◆ **Ziel der Übung**
Schreibe den Reisebericht zwischen „Das Goethe-Institut Mexico, zuständig“ und „jeden Fall einhalten.“ einschließlich ab und ändere dabei „Februar“ in „März“.

◆ **Vorliegender Text**

---

Nicaragua 2018

Kurzer Bericht einer Reise im Februar 2018

von Hermann Schulz

Hermann Schulz - Foto  Frank Becker
Nicaragua 2018

Kurzer Bericht einer Reise im Februar 2018
 
Von Hermann Schulz
 
Das Goethe-Institut Mexico, zuständig auch für die zentralamerikanischen Staaten, konnte erst wenige Wochen vor Reisebeginn entscheiden, ob es die geplante Reise mitfinanzieren würde. Anlaß des Besuches im Februar war das Erscheinen der spanischen Ausgabe des Buches „Die Reise nach Ägypten“ (El Viaje a Egypto; deutsch dtv/hanser) von Hermann Schulz und dem Illustrator Tobias Krejtschi, übersetzt von Luis Kliche.
Ich hatte der Verlegerin Salvadora Navas (Ediciones Anamá, Managua) vor einem Jahr versprochen, zum Erscheinen nach Nicaragua zu kommen; dieses Versprechen würde ich auf jeden Fall einhalten.

---

◆ **Ausgewählte Zeilen**
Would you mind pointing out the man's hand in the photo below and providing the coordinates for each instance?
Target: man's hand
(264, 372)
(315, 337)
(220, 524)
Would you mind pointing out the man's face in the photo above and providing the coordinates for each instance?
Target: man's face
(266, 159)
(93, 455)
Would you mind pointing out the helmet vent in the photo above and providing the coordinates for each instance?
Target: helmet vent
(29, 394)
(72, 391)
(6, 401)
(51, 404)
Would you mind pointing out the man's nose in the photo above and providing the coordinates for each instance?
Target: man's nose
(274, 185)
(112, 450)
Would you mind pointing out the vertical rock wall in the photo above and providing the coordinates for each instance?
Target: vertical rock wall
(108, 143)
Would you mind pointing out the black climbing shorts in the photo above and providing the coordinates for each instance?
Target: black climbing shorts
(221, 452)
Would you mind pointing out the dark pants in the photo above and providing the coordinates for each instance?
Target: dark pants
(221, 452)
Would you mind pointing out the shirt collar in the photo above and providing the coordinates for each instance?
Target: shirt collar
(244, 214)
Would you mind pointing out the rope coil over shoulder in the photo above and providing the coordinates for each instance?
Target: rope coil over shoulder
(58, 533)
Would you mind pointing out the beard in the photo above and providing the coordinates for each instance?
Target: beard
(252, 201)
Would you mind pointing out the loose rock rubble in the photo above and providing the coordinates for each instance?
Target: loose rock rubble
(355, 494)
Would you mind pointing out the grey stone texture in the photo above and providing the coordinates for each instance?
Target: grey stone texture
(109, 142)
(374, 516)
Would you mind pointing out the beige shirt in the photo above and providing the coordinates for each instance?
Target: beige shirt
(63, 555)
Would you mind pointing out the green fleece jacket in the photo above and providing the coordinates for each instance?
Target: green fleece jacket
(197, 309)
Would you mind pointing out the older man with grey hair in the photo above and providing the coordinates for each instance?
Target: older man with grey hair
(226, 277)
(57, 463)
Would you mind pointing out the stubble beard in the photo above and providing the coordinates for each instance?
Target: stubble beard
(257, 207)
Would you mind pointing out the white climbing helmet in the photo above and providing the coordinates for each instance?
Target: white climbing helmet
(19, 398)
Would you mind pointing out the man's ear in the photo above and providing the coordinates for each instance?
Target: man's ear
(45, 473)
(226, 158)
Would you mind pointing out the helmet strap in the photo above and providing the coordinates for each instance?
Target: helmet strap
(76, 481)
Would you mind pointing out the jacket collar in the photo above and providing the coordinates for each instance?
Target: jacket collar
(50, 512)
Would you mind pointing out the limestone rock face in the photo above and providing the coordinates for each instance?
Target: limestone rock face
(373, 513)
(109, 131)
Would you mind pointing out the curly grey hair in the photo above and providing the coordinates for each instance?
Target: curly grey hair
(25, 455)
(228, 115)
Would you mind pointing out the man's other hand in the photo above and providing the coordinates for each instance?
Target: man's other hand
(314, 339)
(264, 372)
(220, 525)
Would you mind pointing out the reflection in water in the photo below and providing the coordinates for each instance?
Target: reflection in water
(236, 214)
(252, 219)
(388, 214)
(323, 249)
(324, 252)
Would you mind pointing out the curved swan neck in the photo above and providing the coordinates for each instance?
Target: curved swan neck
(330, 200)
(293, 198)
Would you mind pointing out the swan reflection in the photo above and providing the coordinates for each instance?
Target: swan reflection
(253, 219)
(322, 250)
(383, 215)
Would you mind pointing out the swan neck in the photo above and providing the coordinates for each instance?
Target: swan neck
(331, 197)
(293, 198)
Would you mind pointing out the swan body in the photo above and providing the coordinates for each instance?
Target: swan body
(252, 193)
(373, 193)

---

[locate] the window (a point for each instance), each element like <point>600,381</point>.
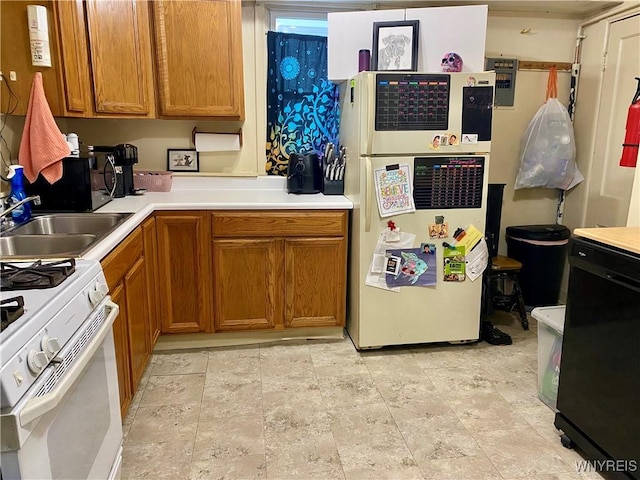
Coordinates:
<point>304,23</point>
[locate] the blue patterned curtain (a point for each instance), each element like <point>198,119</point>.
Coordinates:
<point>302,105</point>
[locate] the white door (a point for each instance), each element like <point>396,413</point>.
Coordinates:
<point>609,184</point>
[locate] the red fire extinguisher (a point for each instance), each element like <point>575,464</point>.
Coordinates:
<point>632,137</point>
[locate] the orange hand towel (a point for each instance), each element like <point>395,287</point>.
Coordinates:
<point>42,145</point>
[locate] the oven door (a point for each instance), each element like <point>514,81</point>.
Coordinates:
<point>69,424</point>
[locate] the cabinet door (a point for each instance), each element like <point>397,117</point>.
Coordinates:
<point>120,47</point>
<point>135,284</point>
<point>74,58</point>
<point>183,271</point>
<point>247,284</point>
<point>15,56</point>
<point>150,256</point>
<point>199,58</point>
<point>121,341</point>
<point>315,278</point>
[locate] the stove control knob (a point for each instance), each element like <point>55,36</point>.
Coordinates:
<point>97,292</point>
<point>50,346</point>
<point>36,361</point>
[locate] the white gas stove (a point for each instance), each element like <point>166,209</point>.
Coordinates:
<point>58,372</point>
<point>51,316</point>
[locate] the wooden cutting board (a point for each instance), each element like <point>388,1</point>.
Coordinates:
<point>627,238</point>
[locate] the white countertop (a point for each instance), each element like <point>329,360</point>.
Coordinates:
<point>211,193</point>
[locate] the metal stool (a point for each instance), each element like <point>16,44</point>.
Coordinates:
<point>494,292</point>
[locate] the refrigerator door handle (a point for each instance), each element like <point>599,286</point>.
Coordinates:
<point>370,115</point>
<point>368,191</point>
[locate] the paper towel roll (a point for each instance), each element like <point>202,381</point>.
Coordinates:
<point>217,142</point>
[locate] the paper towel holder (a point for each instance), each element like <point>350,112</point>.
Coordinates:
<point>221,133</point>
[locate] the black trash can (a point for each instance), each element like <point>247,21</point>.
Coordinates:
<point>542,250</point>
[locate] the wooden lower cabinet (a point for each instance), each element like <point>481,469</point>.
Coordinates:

---

◆ **Die Antwort**
Das Goethe-Institut Mexico, zuständig auch für die zentralamerikanischen Staaten, konnte erst wenige Wochen vor Reisebeginn entscheiden, ob es die geplante Reise mitfinanzieren würde. Anlaß des Besuches im März war das Erscheinen der spanischen Ausgabe des Buches „Die Reise nach Ägypten“ (El Viaje a Egypto; deutsch dtv/hanser) von Hermann Schulz und dem Illustrator Tobias Krejtschi, übersetzt von Luis Kliche.
Ich hatte der Verlegerin Salvadora Navas (Ediciones Anamá, Managua) vor einem Jahr versprochen, zum Erscheinen nach Nicaragua zu kommen; dieses Versprechen würde ich auf jeden Fall einhalten.